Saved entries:
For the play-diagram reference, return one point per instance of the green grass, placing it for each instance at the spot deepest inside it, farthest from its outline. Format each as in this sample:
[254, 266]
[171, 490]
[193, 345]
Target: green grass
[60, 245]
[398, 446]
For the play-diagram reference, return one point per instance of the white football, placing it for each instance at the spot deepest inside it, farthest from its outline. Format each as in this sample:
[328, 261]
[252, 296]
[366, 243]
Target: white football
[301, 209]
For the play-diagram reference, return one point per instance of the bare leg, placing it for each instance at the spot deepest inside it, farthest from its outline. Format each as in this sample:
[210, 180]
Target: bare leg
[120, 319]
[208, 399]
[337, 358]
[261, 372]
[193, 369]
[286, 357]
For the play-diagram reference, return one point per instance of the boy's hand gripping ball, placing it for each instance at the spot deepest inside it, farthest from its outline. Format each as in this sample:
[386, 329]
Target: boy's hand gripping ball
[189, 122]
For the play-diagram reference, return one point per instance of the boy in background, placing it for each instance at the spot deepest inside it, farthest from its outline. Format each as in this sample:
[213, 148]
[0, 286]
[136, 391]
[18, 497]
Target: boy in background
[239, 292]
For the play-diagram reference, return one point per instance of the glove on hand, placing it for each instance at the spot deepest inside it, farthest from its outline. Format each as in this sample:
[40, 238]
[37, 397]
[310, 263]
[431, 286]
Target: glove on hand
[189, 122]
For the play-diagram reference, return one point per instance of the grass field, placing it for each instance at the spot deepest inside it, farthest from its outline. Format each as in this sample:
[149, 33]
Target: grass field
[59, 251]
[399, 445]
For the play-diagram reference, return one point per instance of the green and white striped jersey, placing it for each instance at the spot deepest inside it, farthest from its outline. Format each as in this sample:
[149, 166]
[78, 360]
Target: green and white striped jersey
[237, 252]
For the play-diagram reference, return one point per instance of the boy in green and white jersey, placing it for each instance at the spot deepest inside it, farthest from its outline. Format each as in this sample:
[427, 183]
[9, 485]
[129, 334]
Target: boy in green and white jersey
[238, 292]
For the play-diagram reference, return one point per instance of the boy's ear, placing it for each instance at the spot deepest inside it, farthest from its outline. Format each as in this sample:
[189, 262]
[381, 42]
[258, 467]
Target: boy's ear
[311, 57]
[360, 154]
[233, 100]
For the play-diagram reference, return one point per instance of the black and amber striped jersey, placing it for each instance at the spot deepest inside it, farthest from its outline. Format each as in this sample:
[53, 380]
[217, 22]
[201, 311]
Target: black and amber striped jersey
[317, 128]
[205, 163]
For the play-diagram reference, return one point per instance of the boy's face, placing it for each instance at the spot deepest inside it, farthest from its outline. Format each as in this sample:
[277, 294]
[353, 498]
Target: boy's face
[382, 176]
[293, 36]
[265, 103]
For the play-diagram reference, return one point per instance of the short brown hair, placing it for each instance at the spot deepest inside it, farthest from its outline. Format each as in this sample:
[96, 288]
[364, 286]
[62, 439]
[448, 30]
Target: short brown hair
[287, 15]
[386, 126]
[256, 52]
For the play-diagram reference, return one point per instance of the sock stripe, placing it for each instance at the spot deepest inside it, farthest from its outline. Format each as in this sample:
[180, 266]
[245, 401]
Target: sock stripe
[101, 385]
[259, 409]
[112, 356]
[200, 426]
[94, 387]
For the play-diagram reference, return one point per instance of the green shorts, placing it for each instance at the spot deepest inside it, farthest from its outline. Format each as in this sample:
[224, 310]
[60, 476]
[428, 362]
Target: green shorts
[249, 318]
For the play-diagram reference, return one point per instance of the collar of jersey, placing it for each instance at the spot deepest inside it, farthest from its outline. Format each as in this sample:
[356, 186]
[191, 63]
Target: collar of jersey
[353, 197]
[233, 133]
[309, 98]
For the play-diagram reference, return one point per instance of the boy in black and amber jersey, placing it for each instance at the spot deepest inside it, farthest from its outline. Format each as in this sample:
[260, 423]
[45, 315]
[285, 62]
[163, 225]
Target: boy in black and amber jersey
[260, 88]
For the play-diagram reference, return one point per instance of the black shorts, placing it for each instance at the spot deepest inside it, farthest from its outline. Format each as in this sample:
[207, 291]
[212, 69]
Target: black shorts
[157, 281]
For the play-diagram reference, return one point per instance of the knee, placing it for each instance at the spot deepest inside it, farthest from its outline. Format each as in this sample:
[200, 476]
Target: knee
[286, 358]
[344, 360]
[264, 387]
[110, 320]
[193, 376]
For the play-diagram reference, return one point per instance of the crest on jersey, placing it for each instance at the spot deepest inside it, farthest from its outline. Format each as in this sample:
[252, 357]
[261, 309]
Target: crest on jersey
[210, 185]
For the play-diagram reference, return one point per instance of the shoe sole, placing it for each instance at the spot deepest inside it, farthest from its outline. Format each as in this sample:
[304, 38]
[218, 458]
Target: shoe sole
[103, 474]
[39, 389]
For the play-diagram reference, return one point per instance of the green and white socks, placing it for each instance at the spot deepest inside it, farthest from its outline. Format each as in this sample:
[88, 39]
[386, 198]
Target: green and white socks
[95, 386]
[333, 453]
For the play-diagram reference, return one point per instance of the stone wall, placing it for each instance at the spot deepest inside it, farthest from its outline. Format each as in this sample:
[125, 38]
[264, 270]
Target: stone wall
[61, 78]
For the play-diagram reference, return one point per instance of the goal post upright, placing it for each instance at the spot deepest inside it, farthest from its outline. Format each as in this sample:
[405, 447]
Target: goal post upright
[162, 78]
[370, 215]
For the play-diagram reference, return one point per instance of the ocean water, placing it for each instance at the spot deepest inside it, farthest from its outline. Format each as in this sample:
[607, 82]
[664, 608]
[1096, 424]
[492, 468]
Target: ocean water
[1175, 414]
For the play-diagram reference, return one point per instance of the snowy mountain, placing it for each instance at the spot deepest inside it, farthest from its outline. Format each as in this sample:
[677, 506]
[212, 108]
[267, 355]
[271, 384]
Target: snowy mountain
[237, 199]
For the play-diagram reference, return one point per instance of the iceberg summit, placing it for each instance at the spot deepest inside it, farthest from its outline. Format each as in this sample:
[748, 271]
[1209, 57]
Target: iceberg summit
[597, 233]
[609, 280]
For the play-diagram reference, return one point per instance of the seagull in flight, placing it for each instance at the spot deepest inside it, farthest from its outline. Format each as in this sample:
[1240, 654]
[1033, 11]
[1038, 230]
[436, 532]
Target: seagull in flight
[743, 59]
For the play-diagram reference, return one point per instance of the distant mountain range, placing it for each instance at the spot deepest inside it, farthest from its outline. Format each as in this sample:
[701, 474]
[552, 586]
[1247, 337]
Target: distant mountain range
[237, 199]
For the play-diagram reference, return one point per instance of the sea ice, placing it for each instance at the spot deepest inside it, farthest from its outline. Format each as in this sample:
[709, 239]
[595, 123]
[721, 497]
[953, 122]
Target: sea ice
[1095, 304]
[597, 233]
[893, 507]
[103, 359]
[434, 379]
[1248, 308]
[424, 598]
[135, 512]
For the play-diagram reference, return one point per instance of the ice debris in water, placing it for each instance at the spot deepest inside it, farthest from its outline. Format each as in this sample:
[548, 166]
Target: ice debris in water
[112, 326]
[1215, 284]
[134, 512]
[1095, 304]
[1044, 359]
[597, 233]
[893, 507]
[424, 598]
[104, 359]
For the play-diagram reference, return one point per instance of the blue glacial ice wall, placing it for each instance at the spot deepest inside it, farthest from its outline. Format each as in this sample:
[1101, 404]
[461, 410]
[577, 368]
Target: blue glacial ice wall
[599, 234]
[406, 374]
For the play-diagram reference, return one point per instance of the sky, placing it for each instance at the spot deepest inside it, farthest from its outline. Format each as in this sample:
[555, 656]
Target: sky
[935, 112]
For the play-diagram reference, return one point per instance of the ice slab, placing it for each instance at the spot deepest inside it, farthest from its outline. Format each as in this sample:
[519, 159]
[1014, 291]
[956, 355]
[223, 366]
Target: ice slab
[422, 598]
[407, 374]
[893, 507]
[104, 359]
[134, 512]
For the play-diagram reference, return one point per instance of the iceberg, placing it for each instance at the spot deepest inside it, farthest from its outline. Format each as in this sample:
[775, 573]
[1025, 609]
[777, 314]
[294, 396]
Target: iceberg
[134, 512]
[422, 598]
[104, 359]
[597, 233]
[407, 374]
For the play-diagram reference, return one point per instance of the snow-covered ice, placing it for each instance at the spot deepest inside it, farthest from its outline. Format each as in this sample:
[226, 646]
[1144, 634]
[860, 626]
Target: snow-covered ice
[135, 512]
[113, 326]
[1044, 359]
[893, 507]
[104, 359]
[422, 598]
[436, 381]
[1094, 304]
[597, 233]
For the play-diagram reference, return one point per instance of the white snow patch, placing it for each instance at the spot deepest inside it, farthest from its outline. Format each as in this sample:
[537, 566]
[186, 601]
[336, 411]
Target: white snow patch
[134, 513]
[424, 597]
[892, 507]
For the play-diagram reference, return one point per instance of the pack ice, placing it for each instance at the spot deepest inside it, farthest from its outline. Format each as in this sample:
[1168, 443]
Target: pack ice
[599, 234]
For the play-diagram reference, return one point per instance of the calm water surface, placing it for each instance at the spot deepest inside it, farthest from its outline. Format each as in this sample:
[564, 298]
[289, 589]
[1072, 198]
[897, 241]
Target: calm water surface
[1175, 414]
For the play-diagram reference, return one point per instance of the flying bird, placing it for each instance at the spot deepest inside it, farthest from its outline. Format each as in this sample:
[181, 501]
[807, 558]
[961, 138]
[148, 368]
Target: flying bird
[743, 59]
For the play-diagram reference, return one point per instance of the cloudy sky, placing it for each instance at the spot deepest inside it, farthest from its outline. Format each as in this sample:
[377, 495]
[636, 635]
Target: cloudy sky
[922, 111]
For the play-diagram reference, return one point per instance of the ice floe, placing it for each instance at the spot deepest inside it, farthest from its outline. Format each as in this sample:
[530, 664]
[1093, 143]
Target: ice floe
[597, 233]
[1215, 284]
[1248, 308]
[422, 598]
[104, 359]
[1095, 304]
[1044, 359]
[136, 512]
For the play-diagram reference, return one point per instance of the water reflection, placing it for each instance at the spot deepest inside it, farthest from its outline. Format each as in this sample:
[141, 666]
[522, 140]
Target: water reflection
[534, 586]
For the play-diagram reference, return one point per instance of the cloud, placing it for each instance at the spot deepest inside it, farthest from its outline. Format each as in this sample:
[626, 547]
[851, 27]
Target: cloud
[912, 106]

** TASK REQUIREMENTS **
Please copy the line holding "[1168, 443]" and all lines after it to the end of the records, exactly, and nothing else.

** ANSWER TO THE PROBLEM **
[1168, 443]
Target: pack ice
[599, 234]
For the play-diagram reference, return one point per instance of the calm water surface, placing it for each instance at the spot deepest inside it, farthest from its outline. Format each as in this sample:
[564, 298]
[289, 589]
[1072, 198]
[897, 241]
Target: calm water surface
[1175, 414]
For the play-diagram reference, return one point per instance of the flying bird, placing it for each instance at the spot deepest inside it, farthest from its outline. Format each as in this sample:
[181, 501]
[807, 558]
[961, 138]
[148, 368]
Target: flying bird
[743, 59]
For the play-diagram reference, return one point per instance of the cloudy sky, placing it for each instance at the spot deepest inside it, farthest from its outline. Format each as in this sample:
[377, 495]
[636, 635]
Target: cloudy sky
[922, 111]
For the play-diagram reference, return one point per instance of the ice floe, placing it for each instance at the spot deepest inside it, farthest from its outline. Format each as in this sample:
[530, 664]
[1093, 143]
Target: ice floe
[597, 233]
[1215, 284]
[1248, 308]
[422, 598]
[104, 359]
[1095, 304]
[1044, 359]
[136, 512]
For the play-diagram reference, return one point per instance of the water reflection, placing it for each instance at the spot deepest inside it, farthest from its outline. Format each as in this sample:
[141, 666]
[522, 140]
Target: water reflection
[534, 586]
For the play-diagram reference, return one point per instance of the cloud, placing it for each instance at the spot deepest inside it, farthest from its outline. Format each as in this sample:
[626, 547]
[851, 27]
Target: cloud
[912, 106]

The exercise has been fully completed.